[begin RECORD EXTRACTS]

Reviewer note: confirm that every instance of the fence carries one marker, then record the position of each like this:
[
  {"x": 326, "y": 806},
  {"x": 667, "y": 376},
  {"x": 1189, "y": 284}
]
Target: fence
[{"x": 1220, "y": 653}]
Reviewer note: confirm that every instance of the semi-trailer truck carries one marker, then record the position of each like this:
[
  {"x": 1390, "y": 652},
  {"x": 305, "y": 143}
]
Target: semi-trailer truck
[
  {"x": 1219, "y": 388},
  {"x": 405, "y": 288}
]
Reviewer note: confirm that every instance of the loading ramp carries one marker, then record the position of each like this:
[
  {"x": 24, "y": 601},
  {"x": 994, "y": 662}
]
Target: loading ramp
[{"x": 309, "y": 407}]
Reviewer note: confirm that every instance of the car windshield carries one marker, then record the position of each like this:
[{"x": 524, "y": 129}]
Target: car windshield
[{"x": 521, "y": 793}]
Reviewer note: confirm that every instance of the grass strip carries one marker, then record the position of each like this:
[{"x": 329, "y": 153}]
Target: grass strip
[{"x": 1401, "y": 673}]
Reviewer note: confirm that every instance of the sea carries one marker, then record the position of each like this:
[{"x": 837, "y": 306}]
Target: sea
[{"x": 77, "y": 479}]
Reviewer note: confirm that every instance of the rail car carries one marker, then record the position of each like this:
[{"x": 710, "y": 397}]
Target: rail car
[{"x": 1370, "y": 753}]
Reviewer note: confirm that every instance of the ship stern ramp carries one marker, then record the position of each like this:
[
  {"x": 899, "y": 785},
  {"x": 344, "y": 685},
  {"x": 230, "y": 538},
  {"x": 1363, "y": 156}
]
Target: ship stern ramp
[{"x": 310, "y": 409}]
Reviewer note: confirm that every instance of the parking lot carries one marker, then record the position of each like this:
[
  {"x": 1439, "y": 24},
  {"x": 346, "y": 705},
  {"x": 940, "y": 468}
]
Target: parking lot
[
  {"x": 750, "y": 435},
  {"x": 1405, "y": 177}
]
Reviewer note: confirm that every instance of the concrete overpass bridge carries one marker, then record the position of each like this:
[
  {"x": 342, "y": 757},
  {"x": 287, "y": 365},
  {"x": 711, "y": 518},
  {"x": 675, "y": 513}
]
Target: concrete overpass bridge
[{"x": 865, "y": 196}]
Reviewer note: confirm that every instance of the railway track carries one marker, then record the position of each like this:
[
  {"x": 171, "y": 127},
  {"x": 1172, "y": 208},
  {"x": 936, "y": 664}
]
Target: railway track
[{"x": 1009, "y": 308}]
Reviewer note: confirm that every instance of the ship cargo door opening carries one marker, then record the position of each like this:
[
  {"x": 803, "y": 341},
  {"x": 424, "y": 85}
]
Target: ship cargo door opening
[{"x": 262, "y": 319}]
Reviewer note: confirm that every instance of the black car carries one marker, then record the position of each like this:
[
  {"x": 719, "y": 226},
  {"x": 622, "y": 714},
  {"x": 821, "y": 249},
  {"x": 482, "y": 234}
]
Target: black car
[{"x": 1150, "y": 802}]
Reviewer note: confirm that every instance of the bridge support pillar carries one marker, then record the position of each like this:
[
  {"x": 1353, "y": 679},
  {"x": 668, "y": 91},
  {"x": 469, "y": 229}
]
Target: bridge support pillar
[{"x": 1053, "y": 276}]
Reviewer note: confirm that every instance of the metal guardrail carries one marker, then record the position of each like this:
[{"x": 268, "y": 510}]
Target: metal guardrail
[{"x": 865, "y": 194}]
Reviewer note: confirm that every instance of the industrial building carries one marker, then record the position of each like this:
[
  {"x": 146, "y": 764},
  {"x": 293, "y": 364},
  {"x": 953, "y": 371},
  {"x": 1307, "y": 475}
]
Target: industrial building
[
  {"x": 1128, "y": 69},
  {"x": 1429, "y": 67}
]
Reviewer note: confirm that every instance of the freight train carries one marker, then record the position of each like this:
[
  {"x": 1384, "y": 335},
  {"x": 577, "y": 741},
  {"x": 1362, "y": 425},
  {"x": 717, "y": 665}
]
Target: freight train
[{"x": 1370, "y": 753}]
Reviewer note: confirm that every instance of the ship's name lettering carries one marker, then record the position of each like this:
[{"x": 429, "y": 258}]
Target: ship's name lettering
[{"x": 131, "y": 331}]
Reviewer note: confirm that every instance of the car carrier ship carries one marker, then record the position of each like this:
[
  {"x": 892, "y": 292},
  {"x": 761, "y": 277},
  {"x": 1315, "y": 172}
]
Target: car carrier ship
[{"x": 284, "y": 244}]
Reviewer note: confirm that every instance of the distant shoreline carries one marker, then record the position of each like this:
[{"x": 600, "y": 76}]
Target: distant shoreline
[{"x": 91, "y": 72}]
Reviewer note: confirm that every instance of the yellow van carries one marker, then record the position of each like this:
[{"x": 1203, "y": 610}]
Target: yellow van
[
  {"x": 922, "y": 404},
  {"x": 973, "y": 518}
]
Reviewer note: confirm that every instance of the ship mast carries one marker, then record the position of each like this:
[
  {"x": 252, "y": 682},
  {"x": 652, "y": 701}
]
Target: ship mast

[end RECORD EXTRACTS]

**SHORT TASK**
Copy the data word for word, from the line containing "Reviewer note: confirm that every instance of the yellow" through the end of the data.

**RESPONSE TO THE EXERCISE**
Reviewer note: confirm that every instance of the yellow van carries one marker, then record the position of each like this:
[{"x": 1203, "y": 610}]
Target: yellow van
[
  {"x": 922, "y": 404},
  {"x": 973, "y": 518}
]
Reviewer note: confirm that every instance of the ship mast carries one marker, then record the position of each like this:
[
  {"x": 252, "y": 682},
  {"x": 652, "y": 701}
]
Target: ship mast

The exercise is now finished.